__PERINTAH TUGAS__
A – Menurut tulisan tentang patriarki di bawah, apa saja pekerjaan yang dikerjakan suami tetangga penulis saat berada di rumah? Sebutkan semuanya.
B – Dalam tulisan tentang patriarki di bawah, sampai anak setidak-tidaknya berumur berapa tahun tidak ada konsep menitipkan anak kepada siapa pun dalam jangka waktu yang panjang?
C – Lanjutkan tulisan tentang patriarki dan isteri bekerja di bawah, mulai setelah kalimat terakhirnya.

__TEKS BACAAN__
Mungkin saja saya juga menganut sistem patriarki. Budaya ini sudah umum di Indonesia, untuk beberapa mungkin seperti di Minang atau NTT Flores ada yang menganut matriarki. Tapi mayoritas di Indonesia, Bapak Bekerja di luar, dan Ibu bekerja di rumah. Walaupun bapak berada di rumah, sepertinya jika anak nangis atau anak pengen makan, pastilah diserahkan ke Ibunya. Patriarki banget ya....

Ya, di keluarga jikga mencermati kondisi sekarang, tidak beda dengan sistem patriarki. Laki-laki bekerja dan Ibu RT mengerjakan pekerjaan rumah tangga. Saya sebagai suami bertanggung jawab untuk memenuhi semua kebutuhan keluarga secara ekonomi, penuh.

Akan tetapi yang menjadi catatan saya sebagai bapak-bapak rumah tangga, ingin memberikan keleluasaan kepada isteri, untuk bisa beraktivitas selain hanya mengurus rumah tangga. Misalnya jualan atau ngajar karena kebetulan isteri memiliki kualifikasi itu. Saya bebaskan, itupun dengan beberapa catatan. Sesuai dengan kesepakatan, tidak ada konsep menitipkan anak kepada siapapun dalam jangka waktu yang panjang sebelum anak setidak-tidaknya berumur 7 tahun. Jika pun setelah 7 tahun bisa dititipkan itupun bukan karena bekerja, tapi karena ada urgensi lain.

Pengalaman Tetangga tentang Isteri Bekerja
Ilustrasi by AI (abahraka.com)

Sejak saya kuliah, saya punya tetangga, isterinya bekerja. Suaminya di rumah. Apakah suaminya memang tidak bekerja? Sebetulnya bekerja, hanya setelah resign, sang suami berusaha untuk mencari lagi. Kadang lama berada di rumah, lalu mendapatkan pekerjaan lagi. Seperti itu berulang-ulang.

Saat berada di rumah, antar sekolah, masak, dan beberapa pekerjaan rumah dikerjakan suami. Namun rupanya, kebutuhan ekonomi yang terus bertambah, sang isteri merasa kewalahan. Suami merasa asyik berada di rumah, padahal semua pekerjaan rumah dikerjaan suami. Walaupun isterinya juga sesekali belanja ke warung untuk memenuhi kebutuhan keluarga.

Namun lama-lama seperti bosan dan merasa berat jika suami tidak ikut memikirkan ekonomi keluarga.

Catatan pelabelan lokasi

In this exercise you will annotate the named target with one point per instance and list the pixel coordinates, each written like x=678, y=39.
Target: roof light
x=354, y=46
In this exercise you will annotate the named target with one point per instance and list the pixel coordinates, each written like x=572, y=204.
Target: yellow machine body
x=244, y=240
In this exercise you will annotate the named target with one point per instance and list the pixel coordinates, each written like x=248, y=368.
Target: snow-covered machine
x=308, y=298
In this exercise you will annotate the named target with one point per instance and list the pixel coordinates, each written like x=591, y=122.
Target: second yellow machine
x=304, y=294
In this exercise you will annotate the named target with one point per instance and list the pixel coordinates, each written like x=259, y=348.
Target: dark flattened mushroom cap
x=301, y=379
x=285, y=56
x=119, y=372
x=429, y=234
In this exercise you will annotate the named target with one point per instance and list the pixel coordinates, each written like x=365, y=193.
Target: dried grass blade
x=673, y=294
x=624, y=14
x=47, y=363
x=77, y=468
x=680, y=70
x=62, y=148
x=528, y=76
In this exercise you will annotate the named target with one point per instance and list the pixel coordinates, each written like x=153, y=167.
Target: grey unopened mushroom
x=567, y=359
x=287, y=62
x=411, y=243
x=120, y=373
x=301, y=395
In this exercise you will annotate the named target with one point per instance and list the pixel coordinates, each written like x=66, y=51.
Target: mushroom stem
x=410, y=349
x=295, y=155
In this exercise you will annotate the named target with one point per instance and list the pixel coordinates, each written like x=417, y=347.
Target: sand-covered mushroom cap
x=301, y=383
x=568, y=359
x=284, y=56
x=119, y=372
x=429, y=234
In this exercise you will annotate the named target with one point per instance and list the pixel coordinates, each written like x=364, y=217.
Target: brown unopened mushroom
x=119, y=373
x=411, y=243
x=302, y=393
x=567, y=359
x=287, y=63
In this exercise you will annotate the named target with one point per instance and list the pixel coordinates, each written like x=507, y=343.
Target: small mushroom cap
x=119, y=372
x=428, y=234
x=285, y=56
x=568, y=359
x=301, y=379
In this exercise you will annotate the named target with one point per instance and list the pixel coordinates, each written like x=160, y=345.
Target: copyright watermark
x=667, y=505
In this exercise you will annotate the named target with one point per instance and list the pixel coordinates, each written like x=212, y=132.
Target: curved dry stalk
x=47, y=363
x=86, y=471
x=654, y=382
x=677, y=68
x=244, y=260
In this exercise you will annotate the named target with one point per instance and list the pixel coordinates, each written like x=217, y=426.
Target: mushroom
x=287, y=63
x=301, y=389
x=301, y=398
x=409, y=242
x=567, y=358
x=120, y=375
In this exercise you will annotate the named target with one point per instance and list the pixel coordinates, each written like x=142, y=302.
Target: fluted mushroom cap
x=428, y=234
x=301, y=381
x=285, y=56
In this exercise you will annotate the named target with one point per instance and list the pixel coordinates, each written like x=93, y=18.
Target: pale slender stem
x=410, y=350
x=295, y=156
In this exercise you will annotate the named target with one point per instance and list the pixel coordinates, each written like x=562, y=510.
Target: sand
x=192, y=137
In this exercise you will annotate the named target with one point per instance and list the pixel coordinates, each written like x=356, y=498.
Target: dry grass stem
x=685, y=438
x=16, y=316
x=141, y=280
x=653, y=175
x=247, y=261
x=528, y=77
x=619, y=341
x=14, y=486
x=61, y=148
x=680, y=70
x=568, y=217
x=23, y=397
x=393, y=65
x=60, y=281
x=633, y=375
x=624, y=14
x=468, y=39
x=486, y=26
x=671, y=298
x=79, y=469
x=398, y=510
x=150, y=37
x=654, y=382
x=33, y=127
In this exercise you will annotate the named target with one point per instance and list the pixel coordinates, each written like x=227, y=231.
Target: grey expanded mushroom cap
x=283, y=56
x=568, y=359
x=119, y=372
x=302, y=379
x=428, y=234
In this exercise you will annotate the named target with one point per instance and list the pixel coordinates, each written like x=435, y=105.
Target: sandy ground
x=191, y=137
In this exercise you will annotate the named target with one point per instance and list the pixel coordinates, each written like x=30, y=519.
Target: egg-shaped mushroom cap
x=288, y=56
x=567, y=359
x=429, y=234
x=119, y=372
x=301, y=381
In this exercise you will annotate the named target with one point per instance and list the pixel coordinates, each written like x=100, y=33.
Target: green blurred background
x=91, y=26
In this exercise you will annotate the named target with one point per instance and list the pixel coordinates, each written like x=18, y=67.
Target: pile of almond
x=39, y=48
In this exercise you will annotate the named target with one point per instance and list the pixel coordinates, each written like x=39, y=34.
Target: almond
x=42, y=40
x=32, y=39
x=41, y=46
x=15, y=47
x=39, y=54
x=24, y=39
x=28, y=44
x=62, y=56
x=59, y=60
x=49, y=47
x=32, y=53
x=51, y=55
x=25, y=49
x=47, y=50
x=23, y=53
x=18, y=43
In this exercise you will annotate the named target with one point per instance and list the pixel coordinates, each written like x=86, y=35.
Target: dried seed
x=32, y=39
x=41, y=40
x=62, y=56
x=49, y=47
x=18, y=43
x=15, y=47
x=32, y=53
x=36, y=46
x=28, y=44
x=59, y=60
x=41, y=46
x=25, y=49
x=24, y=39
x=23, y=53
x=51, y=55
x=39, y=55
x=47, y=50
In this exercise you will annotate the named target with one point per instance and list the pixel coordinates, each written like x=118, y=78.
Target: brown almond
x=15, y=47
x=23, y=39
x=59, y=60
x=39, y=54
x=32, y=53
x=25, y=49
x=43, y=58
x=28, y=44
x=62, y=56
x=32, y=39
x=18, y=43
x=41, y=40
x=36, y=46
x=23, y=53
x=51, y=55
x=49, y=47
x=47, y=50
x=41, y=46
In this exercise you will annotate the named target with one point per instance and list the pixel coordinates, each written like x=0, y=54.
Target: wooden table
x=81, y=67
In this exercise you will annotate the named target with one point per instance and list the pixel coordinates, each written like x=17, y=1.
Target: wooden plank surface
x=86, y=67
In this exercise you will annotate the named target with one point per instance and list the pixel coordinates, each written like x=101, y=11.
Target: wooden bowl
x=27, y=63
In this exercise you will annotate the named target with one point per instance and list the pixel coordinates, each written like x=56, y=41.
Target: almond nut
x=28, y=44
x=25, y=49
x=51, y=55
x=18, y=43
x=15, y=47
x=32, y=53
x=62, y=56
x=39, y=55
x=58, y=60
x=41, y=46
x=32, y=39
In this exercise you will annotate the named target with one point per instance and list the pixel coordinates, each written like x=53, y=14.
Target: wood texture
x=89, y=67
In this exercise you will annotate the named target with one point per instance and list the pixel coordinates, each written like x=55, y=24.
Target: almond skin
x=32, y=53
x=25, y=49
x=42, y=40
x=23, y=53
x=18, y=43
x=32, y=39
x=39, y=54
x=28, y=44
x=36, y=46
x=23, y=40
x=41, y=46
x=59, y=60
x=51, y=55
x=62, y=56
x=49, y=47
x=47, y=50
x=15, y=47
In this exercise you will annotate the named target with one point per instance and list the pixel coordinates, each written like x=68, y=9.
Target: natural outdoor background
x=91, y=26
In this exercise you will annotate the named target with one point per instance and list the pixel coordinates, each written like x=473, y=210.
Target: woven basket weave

__JAWABAN BERURUTAN__
A – Antar sekolah, masak, dan beberapa pekerjaan rumah.

B – Sampai anak setidak-tidaknya berumur 7 tahun.

C –
Di Indonesia budaya patriarki sudah mendarah daging, agak sulit jika suami tidak bekerja dan tidak memikirkan tanggung jawab ekonomi untuk keluarga. Jadi walaupun isteri bekerja, tapi tanggung jawab ekonomi keluarga sepertinya tetap berada di tangan suami. Keluarga tetangga itu contohnya.

Karena lama tidak lagi bekerja, akhirnya isterinya menggugat suami. Berpisah. Beruntung saat itu, anak-anak seringnya diasuh oleh babysitter karena saat keduanya bekerja, anak tetap harus ada yang menjaga. Saat berpisah, anak-anak relatif sudah beranjak dewasa, kecuali yang bungsu.

Isteri Bekerja, Suami Tetap Bertanggung Jawab

Di Indonesia mungkin sudah banyak isteri yang bekerja, tapi jika suami tidak mengambil peran dan tanggung jawab ekonomi yang utama, sepertinya tidak sedikit yang berakhir seperti tetangga saya.

Isteri bekerja, harus diposisikan oleh suami bukan untuk memenuhi kebutuhan keluarga, sekolah, dan semuanya. Namun untuk aktualisasi isteri dan kebutuhan isteri yang belum bisa dipenuhi semuanya oleh suami. Sedangkan semua kebutuhan keluarga apalagi yang berat-berat seperti sekolah dan rumah tetap harus berada di tangan suami.

Artinya, Patriarki mungkin lebih cocok, tapi dengan penyesuaian kebutuhan dan adaptasi. Patriarkinya tidak kaku. Sehingga walaupun suami yang full bertangung jawab untuk ekonomi keluarga, namun tetap mengambil peran di rumah tangga. 

Begitu juga jika isteri bekerja, suami tetap bertanggung jawab penuh untuk kebutuhan keluarga. 

Adakah konsep patriarki yang saya terapkan?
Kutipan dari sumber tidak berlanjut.